-- start Reading text --

Pye Cambridge had forged their market with the Vanguard then Cambridge private mobile radios, then the Bantam, the first personal radios for police

Worked on the tune-up and final test benches for 10 months before realising I wasn't gonna get offered a post in Soton (despite promises) and left back to sea. (Cloud)

Latterly Storno and others swamped the PMR market, and the rest is history.. no more Pye Telecom. Well if you do stay with a QQ0V-10 in the final and Ledex switching for boot mounts in the 70's they deserved to be overtaken by technical advances...


----------



## ART6

I guess I got lucky when I came ashore. I applied for a job as deputy chief engineer in a power station in London, but had no expectation of getting it since all applications I had made until then had been rejected. However, the station manager said that he preferred to hire ex-marine engineers. They had, he said, a depth of practical experience and they never gave up. I got the job and never looked back. 

Later, based on that track record, I was head hunted to become the chief mechanical engineer of a large regional authority, then left after some years to become the engineering director of a PLC, then onto another one as technical and operations director. Finally I with three others formed our own company twenty years ago with major American investment and me as MD, designing and building large biofuels plants. Looking back the absence of shore-accepted qualifications never held me back significantly.


----------



## Varley

Art, I understand that there have been several failures recently of off-line steam plant to deliver to the grid at their contracted time due to failed attempts to start-up. With the number plants in which technicians can gain and maintain steam plant both ashore and afloat shrinking I wonder if this may be due to a shortage people with your background.


----------



## ART6

Varley said:


> Art, I understand that there have been several failures recently of off-line steam plant to deliver to the grid at their contracted time due to failed attempts to start-up. With the number plants in which technicians can gain and maintain steam plant both ashore and afloat shrinking I wonder if this may be due to a shortage people with your background.


I wouldn't be at all surprised Varley. My tickets were steam, and the C/E for whom I was the deputy also possessed steam tickets. We knew about boilers (Babcock in that plant) and turbines, and the generators were bread an butter to us. I was very familiar with such exercises as pressure tests on the boilers (five of them) and setting up the turbine Woodward governors.

-- end Reading text --
-- start Records shown --

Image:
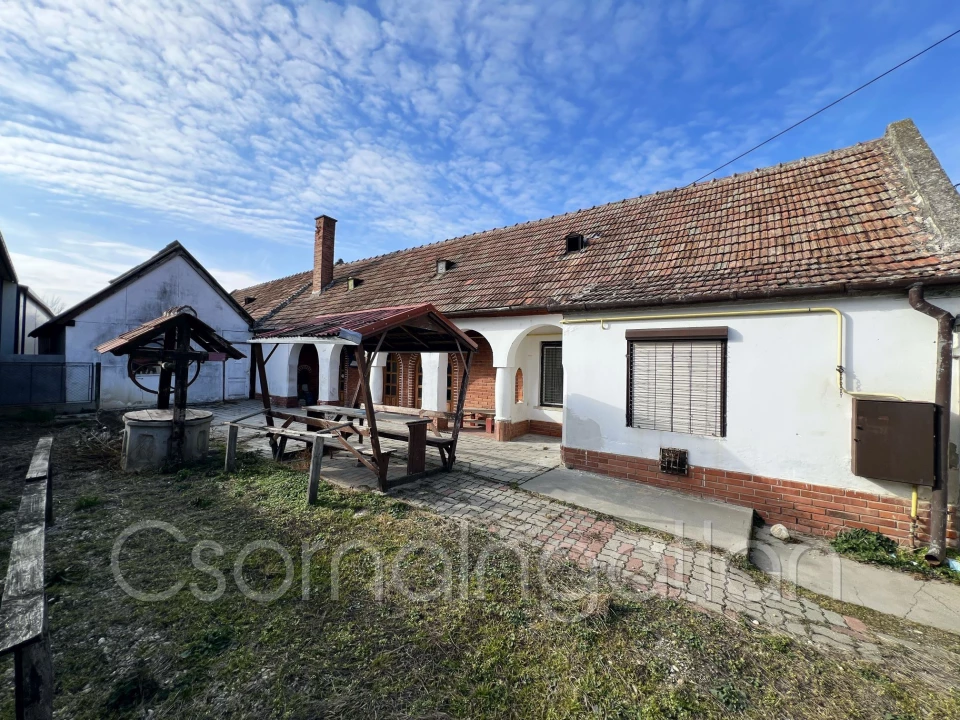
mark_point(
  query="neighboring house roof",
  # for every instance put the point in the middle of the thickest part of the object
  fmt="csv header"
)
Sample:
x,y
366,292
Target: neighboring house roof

-- end Records shown --

# Set tasks
a) In the forum thread, what reason did the London power station manager give for preferring to hire ex-marine engineers?
b) Quote the stretch of the forum thread from "Pye Cambridge had" through "by technical advances...", word for word.

# Task responses
a) He said they had a depth of practical experience and never gave up.

b)
Pye Cambridge had forged their market with the Vanguard then Cambridge private mobile radios, then the Bantam, the first personal radios for police

Worked on the tune-up and final test benches for 10 months before realising I wasn't gonna get offered a post in Soton (despite promises) and left back to sea. (Cloud)

Latterly Storno and others swamped the PMR market, and the rest is history.. no more Pye Telecom. Well if you do stay with a QQ0V-10 in the final and Ledex switching for boot mounts in the 70's they deserved to be overtaken by technical advances...